### Activity
Your reply should hold exactly the lines from the one that contains "Target: hairy stem" through the end of the data. Repeat them word for word.

### Data extracts
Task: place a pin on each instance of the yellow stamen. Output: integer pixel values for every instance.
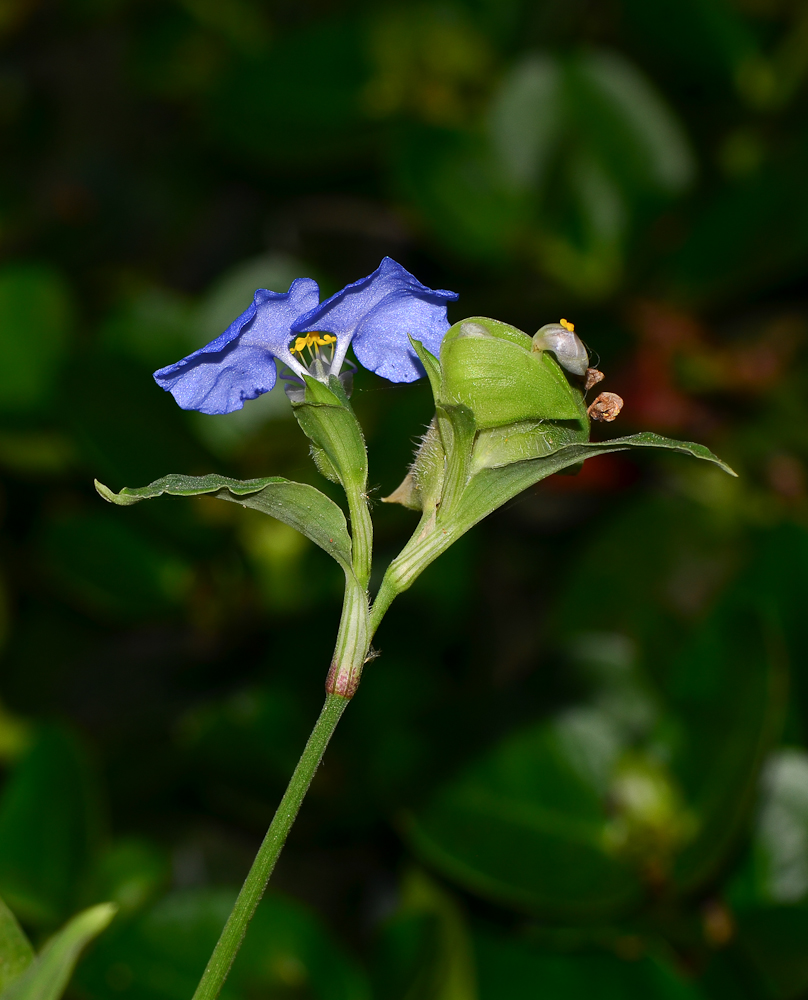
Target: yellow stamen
(313, 339)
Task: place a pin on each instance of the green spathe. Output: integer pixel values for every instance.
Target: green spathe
(491, 367)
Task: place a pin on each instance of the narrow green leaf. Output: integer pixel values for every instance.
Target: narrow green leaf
(457, 429)
(16, 953)
(328, 421)
(302, 507)
(491, 488)
(48, 975)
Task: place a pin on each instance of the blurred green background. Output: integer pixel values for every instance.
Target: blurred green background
(579, 766)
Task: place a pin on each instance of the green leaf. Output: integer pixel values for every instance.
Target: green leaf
(47, 828)
(457, 429)
(501, 381)
(16, 953)
(47, 976)
(327, 419)
(301, 506)
(491, 488)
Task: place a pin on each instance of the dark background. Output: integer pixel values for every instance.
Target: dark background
(579, 765)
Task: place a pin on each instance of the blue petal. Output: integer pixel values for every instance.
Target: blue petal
(240, 363)
(378, 314)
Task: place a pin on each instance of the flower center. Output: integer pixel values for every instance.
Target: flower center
(312, 342)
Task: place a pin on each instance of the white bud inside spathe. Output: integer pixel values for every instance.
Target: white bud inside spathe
(564, 342)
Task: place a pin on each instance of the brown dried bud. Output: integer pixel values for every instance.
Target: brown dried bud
(593, 376)
(605, 407)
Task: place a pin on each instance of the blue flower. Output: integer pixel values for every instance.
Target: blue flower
(376, 314)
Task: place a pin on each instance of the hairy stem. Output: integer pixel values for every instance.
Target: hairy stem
(256, 882)
(361, 534)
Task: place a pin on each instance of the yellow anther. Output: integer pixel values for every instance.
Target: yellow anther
(313, 339)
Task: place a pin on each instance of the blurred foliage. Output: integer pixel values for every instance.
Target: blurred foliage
(581, 764)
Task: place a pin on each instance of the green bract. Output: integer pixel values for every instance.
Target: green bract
(506, 417)
(492, 368)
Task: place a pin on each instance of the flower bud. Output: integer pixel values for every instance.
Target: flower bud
(562, 340)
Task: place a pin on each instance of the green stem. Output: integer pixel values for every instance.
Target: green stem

### Completed exercise
Target: hairy stem
(256, 882)
(361, 534)
Task: place a pin on each instance of the yellow anther. Output: integer pixel values for every instance.
Target: yellow anther
(313, 339)
Task: place a pin on each instance of the blurred foliage. Output: integer pixel values for every instance.
Target: blurred foliage
(581, 764)
Task: place a pin on each instance of the green bract. Output: integer pixel values for every instance.
Target: green bract
(506, 417)
(492, 368)
Task: place a pin on each instance of the flower bud. Output: integer pixel values for every instance.
Target: flower bud
(562, 340)
Task: place a pin on each instance of the green stem. Output: integer pixel values for every instance.
Target: green stem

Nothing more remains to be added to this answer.